Records shown >>
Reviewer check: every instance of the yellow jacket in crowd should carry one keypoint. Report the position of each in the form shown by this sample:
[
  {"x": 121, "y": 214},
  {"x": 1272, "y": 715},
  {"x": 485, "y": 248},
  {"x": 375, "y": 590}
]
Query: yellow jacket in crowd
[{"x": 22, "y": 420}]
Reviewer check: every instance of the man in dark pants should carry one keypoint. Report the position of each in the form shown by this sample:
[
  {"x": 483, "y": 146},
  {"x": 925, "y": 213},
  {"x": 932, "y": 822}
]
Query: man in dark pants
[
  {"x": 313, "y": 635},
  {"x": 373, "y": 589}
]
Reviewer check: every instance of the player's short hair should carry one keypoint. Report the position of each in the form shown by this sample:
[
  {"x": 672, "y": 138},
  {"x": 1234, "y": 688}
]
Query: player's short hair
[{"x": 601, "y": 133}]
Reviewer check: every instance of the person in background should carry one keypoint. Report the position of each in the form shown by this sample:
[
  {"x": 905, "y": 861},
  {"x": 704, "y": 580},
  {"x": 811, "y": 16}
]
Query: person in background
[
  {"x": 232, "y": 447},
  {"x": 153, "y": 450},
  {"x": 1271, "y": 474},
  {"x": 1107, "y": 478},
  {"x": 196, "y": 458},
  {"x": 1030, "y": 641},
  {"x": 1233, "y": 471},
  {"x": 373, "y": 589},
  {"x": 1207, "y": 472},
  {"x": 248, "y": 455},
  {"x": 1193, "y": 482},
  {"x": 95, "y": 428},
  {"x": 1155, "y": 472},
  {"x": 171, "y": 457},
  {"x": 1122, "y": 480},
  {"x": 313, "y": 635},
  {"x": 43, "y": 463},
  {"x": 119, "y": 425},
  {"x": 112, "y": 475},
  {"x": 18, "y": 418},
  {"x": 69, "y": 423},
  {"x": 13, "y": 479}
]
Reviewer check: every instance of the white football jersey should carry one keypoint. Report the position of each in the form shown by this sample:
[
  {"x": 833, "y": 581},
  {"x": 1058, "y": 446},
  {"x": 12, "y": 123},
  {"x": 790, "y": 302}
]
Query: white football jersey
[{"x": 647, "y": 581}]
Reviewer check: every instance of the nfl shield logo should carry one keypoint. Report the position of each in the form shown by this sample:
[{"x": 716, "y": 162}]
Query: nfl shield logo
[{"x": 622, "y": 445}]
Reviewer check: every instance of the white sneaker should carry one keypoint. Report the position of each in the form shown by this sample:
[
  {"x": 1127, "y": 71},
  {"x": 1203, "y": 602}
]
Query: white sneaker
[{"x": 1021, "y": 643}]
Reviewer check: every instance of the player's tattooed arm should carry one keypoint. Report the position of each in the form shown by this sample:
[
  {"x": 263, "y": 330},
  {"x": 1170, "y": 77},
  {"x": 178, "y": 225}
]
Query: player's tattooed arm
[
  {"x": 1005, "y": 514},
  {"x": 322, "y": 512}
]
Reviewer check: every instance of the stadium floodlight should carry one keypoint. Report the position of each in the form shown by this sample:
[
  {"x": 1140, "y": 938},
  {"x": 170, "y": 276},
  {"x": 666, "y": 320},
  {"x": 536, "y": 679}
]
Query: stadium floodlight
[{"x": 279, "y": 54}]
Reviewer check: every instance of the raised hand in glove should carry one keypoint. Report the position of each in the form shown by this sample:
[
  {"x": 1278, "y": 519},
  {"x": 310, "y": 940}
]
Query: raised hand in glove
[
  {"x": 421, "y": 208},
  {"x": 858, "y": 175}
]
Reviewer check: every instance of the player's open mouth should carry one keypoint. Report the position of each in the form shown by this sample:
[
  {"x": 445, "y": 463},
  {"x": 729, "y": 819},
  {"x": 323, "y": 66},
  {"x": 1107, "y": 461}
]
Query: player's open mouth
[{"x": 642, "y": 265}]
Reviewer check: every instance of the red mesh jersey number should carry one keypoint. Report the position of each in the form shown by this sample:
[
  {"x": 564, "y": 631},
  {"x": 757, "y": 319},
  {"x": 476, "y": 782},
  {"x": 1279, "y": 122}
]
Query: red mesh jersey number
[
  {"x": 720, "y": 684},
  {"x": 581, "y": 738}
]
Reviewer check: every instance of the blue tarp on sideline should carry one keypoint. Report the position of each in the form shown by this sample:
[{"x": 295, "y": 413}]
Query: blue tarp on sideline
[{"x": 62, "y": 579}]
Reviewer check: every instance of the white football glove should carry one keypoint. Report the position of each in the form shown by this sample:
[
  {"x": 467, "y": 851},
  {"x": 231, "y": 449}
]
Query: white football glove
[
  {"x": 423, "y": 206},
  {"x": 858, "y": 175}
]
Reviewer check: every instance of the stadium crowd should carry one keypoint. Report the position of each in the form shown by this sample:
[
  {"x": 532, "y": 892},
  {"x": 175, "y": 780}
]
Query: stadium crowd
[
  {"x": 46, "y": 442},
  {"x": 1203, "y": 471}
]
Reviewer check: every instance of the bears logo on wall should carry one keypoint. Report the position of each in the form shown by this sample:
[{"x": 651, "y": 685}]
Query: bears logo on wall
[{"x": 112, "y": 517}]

Your goal >>
Send back every record, precisely as written.

Response to this exercise >>
Reviewer check: every instance of the yellow jacket in crowd should carry one keypoint. Report the position of each in the form shown by this sample:
[
  {"x": 121, "y": 214},
  {"x": 1272, "y": 715},
  {"x": 485, "y": 248},
  {"x": 375, "y": 590}
]
Query: yellow jacket in crowd
[{"x": 22, "y": 420}]
Reviewer check: every instance of the man in dark pants should carry one keypoint. Report the position of each in the form shown by this sample:
[
  {"x": 483, "y": 146},
  {"x": 925, "y": 213},
  {"x": 932, "y": 822}
]
Query: man in dark pants
[
  {"x": 313, "y": 635},
  {"x": 373, "y": 589}
]
Reviewer check: every instance of the player's short hair should carry one keypoint. Report the position of each in the form shown by this sample:
[
  {"x": 672, "y": 138},
  {"x": 1234, "y": 688}
]
Query: player's short hair
[{"x": 601, "y": 133}]
Reviewer check: every instance of the person in background should carry one keypoint. Report the position of each in the form shown by this sample:
[
  {"x": 905, "y": 861},
  {"x": 704, "y": 580},
  {"x": 811, "y": 16}
]
Query: person in background
[
  {"x": 232, "y": 447},
  {"x": 153, "y": 450},
  {"x": 1271, "y": 474},
  {"x": 1107, "y": 478},
  {"x": 196, "y": 458},
  {"x": 1030, "y": 641},
  {"x": 1233, "y": 471},
  {"x": 373, "y": 589},
  {"x": 1207, "y": 472},
  {"x": 248, "y": 455},
  {"x": 1193, "y": 482},
  {"x": 95, "y": 428},
  {"x": 1155, "y": 472},
  {"x": 171, "y": 457},
  {"x": 1122, "y": 480},
  {"x": 313, "y": 635},
  {"x": 43, "y": 463},
  {"x": 119, "y": 425},
  {"x": 112, "y": 475},
  {"x": 18, "y": 418},
  {"x": 69, "y": 423},
  {"x": 13, "y": 479}
]
Reviewer check: every instance of the white football jersey should carry one keypoint. Report the position of each in the form shown by this sample:
[
  {"x": 833, "y": 581},
  {"x": 1058, "y": 446},
  {"x": 12, "y": 123},
  {"x": 790, "y": 302}
]
Query: white football jersey
[{"x": 647, "y": 581}]
Reviewer check: every instance of the nfl shield logo should carry one keypoint. Report the position of each in the form shown by this sample:
[{"x": 716, "y": 162}]
Query: nfl shield logo
[{"x": 622, "y": 445}]
Reviewer check: every instance of the white sneaker should carry one keypoint. Report the position of each in the form shown by this sample:
[
  {"x": 1127, "y": 71},
  {"x": 1203, "y": 602}
]
Query: white sneaker
[{"x": 1021, "y": 643}]
Reviewer check: every instance of the player's tattooed arm should carry one keypoint. Report the position of each in the form shown by this sample:
[
  {"x": 263, "y": 330},
  {"x": 1170, "y": 77},
  {"x": 178, "y": 225}
]
Query: player's tattooed arm
[
  {"x": 1005, "y": 514},
  {"x": 322, "y": 512}
]
Reviewer check: every instance of the stadium floodlight should carry one keypoint. Report the position of each in the form shown by this sample:
[
  {"x": 1140, "y": 938},
  {"x": 170, "y": 276},
  {"x": 666, "y": 320},
  {"x": 536, "y": 679}
]
Query: stadium floodlight
[{"x": 279, "y": 54}]
Reviewer check: every instance of the raised hand in glove should carry one keypoint. Report the position of each in the form shown by this sample:
[
  {"x": 1278, "y": 519},
  {"x": 310, "y": 940}
]
Query: raised hand in glove
[
  {"x": 421, "y": 208},
  {"x": 858, "y": 175}
]
Reviewer check: every instance of the player's open mouth should carry one keypoint. Report the position of each in the form shown by this sample:
[
  {"x": 445, "y": 463},
  {"x": 729, "y": 819},
  {"x": 323, "y": 66},
  {"x": 1107, "y": 461}
]
Query: player's open mouth
[{"x": 642, "y": 265}]
Reviewer check: every instance of the red mesh jersey number should carry one keypoint. Report the position of each in the form shown by this sample:
[
  {"x": 564, "y": 631},
  {"x": 757, "y": 319},
  {"x": 476, "y": 782},
  {"x": 1279, "y": 122}
]
Query: red mesh jersey number
[
  {"x": 720, "y": 684},
  {"x": 581, "y": 738}
]
Reviewer check: every instance of the blue tarp on sideline should carry one keypoint. Report the position of each in the form shown by this sample:
[{"x": 295, "y": 413}]
Query: blue tarp on sideline
[{"x": 62, "y": 579}]
Reviewer check: every instance of the white football glove should carry one keypoint. Report the position of each in the form shown by this sample:
[
  {"x": 467, "y": 851},
  {"x": 231, "y": 449}
]
Query: white football glove
[
  {"x": 423, "y": 206},
  {"x": 858, "y": 175}
]
Reviewer check: every instance of the stadium crowd should carry one keypoint. Report the position of each in the form shown by this sample:
[
  {"x": 532, "y": 892},
  {"x": 175, "y": 780}
]
Query: stadium crowd
[
  {"x": 46, "y": 442},
  {"x": 1203, "y": 471}
]
Reviewer check: every instance of the bears logo on wall should carry one keypoint. Report the position of each in the form shown by this sample:
[{"x": 651, "y": 685}]
Query: bears logo on wall
[{"x": 112, "y": 517}]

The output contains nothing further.